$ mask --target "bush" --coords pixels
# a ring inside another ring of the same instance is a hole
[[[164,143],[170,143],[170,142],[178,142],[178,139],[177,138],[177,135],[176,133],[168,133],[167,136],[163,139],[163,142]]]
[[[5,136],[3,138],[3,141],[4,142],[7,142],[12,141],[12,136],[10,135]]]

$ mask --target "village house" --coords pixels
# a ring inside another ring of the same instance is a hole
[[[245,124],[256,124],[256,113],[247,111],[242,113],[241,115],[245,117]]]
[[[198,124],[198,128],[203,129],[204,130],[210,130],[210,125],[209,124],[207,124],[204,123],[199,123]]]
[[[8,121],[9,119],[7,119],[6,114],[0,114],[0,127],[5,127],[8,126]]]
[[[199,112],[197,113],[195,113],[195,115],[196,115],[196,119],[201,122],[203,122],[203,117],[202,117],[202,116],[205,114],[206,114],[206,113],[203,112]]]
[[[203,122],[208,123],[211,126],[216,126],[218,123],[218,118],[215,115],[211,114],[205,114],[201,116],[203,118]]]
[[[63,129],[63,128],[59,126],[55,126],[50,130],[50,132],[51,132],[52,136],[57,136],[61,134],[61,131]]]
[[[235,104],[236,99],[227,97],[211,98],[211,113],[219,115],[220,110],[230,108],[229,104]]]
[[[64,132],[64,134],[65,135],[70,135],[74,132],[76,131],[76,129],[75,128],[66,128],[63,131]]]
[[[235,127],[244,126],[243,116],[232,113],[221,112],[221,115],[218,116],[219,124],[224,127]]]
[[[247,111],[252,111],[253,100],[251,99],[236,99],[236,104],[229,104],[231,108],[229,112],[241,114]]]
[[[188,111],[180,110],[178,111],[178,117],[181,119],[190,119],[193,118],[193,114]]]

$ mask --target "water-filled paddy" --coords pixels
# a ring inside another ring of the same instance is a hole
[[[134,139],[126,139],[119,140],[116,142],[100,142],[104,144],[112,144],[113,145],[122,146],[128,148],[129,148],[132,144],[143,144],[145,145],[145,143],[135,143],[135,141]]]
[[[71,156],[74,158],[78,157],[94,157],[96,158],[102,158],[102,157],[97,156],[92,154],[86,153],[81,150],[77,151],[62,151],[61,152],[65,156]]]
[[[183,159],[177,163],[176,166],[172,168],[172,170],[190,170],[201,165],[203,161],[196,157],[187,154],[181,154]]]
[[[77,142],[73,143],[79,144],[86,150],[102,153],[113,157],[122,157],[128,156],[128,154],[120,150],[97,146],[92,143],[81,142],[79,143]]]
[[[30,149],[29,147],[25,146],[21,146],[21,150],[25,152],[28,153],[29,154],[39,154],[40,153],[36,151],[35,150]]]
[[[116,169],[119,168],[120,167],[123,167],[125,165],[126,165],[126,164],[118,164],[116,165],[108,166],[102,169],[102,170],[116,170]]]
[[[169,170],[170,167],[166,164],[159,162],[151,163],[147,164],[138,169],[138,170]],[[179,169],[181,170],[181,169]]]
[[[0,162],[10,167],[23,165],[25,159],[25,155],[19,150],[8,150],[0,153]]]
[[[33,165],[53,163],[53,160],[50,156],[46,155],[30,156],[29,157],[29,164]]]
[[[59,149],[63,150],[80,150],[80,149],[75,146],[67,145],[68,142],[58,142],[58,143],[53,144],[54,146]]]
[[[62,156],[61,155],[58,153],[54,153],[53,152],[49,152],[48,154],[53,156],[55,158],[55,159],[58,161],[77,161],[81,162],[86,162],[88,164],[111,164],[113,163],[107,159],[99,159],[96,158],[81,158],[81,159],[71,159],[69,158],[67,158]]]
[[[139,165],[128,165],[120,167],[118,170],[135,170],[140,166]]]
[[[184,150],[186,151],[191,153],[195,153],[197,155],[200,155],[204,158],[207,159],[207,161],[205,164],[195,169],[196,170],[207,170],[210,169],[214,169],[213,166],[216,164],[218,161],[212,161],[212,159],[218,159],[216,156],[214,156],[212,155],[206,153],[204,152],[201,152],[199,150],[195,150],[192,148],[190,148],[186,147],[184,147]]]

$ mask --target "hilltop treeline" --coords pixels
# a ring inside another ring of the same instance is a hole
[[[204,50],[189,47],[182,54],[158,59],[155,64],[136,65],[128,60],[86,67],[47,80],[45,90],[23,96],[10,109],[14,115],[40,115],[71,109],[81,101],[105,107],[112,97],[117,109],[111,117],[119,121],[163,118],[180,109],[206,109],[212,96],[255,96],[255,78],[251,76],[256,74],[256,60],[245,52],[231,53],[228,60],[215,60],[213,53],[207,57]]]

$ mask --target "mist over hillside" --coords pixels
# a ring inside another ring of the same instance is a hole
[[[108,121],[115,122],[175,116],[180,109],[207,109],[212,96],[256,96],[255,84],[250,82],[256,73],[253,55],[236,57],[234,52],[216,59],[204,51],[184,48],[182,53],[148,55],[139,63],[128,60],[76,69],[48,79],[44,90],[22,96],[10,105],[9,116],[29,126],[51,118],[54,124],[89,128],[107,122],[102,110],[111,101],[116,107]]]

◆ ◆ ◆ ◆

:: Istruzione assegnata ::
Restituisci ogni riga delle voci riportate sopra che contiene la stringa "target". Distingui tra maiuscole e minuscole.

:: Risposta corretta ::
$ mask --target "bush" --coords pixels
$ mask --target "village house" --coords pixels
$ mask --target "water-filled paddy" --coords pixels
$ mask --target "hilltop treeline" --coords pixels
$ mask --target "mist over hillside" --coords pixels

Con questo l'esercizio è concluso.